**EXTRAIT**.
Le budget enfin adopté à l'Assemblée nationale, le travail commence pour Bayrou
Après des mois d'incertitude, le budget 2025 de la France a enfin été adopté par l'Assemblée nationale ce mercredi 5 février. Ce jeudi, c'est au tour du Sénat de la valider. L'occasion pour François Bayrou de prendre une pause avant de poursuivre son "ascension de l'Himalaya budgétaire", selon son expression. Pour commencer, le Conseil constitutionnel sera le premier obstacle à franchir. Chaque année, la haute juridiction examine le budget et rejette certaines dispositions. Entre sept et quinze mesures ont ainsi été annulées en 2023 et 2024.
Des mesures remises en cause
Parmi les 68 articles du texte actuel, deux mesures seront scrutées de très près par la haute juridiction : la taxation exceptionnelle des hauts revenus ainsi que celle des profits des grands groupes. Censées rapporter 10 milliards d'euros, ces deux taxes semblent juridiquement fragiles. Puisqu'elles ont été mises en place lors de l'année entamée, elle se heurtent donc au principe de non-rétroactivité de la loi. Un obstacle confirmé par Bayrou lui-même au sujet de la contribution sur les hauts revenus, qui "ne peut pas être mise en application en 2025 parce qu'il n'y a pas de rétroactivité. Ceci est un point certain". Mais le gouvernement affirme avoir trouvé une astuce pour maintenir ces deux taxes, payées en 2026 sur les revenus de 2025 mais avec dès cette année des "acomptes" représentant 95% à 98% du total de la taxe. Selon Sophie Primas, porte-parole du gouvernement, le budget devrait être promulgué "d'ici à la fin du mois". Avec deux mois de retard, une situation inédite pour la France, celle-ci pourrait enfin sortir du "service minimum" de la loi spéciale.
Une mauvaise note à venir
Mais une fois le budget promulgué, la France devrait se heurter au nouvel avis de Standard & Poor's sur les finances de la France, attendu le 28 février. En novembre 2024, l'agence de notation mondiale avait maintenu la note de AA- à la dette française, soit l'équivalent d'un 17 sur 20. Mais celle-ci ne devrait pas se monter aussi bienveillante cette fois, sa rivale Moody's ayant abaissé la note française en décembre 2024. Cette note inciterait alors les investisseurs à exiger de l'État des taux d'intérêts supérieurs, alors que le Trésor doit placer 300 milliards d'euros de dette d'ici la fin de l'année. L'autre risque est que la France n'arrive pas à réduire le déficit comme elle le voudrait, et que les comptes dérapent comme en 2023 et 2024. Le 29 janvier, les experts du Haut Conseil des finances publiques (HCFP) ont mis en garde le gouvernement, estimant que porter le déficit à 5,4% du PIB au lieu de 5% repose sur des hypothèses optimistes, comme une croissance à 0,9% en 2025.
Risque de dérapage
Charles de Courson, rapporteur du budget à l'Assemblée nationale, a alerté ce mercredi les députés sur les risques d'un dérapage du déficit de "5 à 6 milliards" d'euros "du seul fait de prévisions macroéconomiques trop optimistes". Le budget repose notamment sur une baisse des dépenses de l'État, un net ralentissement de celles des collectivités locales ainsi qu'une forte maîtrise des coûts de l'Assurance-maladie. Mais en plus de ces efforts qui s'avèrent "possibles mais exigeants", ramener le déficit à 3% en 2029, comme promis par le Premier ministre à l'Union européenne semble tout aussi compliqué. "Le budget 2025 est un premier pas dans la bonne direction. […] Mais il fait porter tout l'effort sur l'États, qui représente seulement un gros tiers des dépenses publiques. Pour ramener le déficit à 3% du PIB, il sera indispensable de mieux répartir l'effort", estime François Villeroy de Galhau, gouverneur de la Banque de France.

**LIGNES FOURNIES**.

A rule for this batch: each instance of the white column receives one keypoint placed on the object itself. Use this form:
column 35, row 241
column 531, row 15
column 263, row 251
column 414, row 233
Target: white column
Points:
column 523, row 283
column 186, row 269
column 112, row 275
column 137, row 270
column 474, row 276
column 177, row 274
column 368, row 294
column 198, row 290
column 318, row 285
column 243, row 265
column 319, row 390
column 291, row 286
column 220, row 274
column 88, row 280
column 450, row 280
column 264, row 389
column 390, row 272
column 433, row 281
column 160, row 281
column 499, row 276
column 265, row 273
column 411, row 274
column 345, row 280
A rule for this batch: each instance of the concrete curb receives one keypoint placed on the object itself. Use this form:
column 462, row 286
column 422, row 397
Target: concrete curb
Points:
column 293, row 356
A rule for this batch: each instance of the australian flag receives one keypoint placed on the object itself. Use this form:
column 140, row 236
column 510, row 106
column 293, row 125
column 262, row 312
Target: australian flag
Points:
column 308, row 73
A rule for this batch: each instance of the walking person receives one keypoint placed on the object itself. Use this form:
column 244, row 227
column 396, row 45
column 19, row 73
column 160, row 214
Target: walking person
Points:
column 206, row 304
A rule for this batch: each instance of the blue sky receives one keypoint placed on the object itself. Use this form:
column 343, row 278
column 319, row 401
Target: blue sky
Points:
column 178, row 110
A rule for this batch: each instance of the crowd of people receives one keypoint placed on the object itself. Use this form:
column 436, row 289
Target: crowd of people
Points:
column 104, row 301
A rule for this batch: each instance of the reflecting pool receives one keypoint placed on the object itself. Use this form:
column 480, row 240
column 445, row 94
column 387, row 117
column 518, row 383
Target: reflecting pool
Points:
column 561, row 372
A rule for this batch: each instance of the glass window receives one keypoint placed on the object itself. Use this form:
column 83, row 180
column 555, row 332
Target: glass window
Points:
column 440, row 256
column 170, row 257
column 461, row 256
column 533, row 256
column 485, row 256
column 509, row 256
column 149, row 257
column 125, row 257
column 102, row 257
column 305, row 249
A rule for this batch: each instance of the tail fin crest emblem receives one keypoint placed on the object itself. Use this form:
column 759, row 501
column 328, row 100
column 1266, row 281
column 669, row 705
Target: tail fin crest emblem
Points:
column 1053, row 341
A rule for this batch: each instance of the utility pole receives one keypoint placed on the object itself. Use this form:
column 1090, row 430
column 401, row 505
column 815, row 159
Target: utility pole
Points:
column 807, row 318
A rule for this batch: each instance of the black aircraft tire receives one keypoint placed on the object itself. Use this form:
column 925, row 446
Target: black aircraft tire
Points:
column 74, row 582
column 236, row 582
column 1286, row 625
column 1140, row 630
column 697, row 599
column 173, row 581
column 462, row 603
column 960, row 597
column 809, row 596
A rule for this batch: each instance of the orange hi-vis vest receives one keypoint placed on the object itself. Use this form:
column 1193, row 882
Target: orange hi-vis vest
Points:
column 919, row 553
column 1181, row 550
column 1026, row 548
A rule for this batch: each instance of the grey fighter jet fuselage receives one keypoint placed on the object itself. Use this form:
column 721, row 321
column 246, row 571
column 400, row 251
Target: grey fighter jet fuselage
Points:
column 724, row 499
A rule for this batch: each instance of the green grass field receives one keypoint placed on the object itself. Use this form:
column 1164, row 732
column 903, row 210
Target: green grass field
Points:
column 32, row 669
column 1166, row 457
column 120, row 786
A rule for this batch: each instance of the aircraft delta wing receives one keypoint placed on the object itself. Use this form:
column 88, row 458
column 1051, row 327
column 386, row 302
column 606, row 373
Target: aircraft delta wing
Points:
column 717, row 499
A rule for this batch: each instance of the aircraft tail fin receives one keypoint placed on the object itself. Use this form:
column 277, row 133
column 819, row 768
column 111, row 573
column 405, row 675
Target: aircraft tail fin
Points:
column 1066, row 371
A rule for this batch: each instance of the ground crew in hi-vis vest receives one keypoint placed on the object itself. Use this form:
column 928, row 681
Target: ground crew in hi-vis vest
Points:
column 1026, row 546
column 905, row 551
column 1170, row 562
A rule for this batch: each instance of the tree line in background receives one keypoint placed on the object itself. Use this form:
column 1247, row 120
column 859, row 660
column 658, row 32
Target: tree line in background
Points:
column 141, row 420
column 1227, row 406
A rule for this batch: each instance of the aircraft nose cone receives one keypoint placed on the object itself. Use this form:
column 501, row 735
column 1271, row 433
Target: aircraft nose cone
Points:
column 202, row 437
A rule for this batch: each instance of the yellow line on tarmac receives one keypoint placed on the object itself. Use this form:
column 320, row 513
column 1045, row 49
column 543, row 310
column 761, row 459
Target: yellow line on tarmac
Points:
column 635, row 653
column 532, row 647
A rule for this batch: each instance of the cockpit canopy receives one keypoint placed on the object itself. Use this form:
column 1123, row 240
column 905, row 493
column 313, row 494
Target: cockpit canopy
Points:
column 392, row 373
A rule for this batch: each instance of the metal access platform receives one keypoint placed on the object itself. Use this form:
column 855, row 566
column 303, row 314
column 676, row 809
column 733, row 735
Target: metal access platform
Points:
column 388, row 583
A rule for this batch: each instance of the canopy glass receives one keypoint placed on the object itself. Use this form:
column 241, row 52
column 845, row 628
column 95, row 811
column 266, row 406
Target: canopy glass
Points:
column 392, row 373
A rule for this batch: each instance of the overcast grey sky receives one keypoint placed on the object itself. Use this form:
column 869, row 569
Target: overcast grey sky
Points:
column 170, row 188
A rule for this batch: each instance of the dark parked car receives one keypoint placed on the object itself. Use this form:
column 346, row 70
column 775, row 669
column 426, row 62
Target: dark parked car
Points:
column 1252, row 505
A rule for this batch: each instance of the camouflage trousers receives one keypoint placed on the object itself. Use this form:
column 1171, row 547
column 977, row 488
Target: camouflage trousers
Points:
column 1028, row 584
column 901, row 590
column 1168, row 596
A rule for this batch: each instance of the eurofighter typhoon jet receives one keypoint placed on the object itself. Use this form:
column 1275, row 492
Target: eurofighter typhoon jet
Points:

**EXERCICES**.
A) Donnez le nom de chaque personne citée dans l'extrait.
B) Traduisez en anglais cette phrase de l'extrait : « Chaque année, la haute juridiction examine le budget et rejette certaines dispositions. »
C) Recopiez sans rien changer le passage de l'extrait qui va de « Le budget enfin » à « annulées en 2023 et 2024. ».

**CORRIGÉS**.
A)
- François Bayrou
- Sophie Primas
- Charles de Courson
- François Villeroy de Galhau

B) Every year, the high court reviews the budget and strikes down certain provisions.

C)
Le budget enfin adopté à l'Assemblée nationale, le travail commence pour Bayrou
Après des mois d'incertitude, le budget 2025 de la France a enfin été adopté par l'Assemblée nationale ce mercredi 5 février. Ce jeudi, c'est au tour du Sénat de la valider. L'occasion pour François Bayrou de prendre une pause avant de poursuivre son "ascension de l'Himalaya budgétaire", selon son expression. Pour commencer, le Conseil constitutionnel sera le premier obstacle à franchir. Chaque année, la haute juridiction examine le budget et rejette certaines dispositions. Entre sept et quinze mesures ont ainsi été annulées en 2023 et 2024.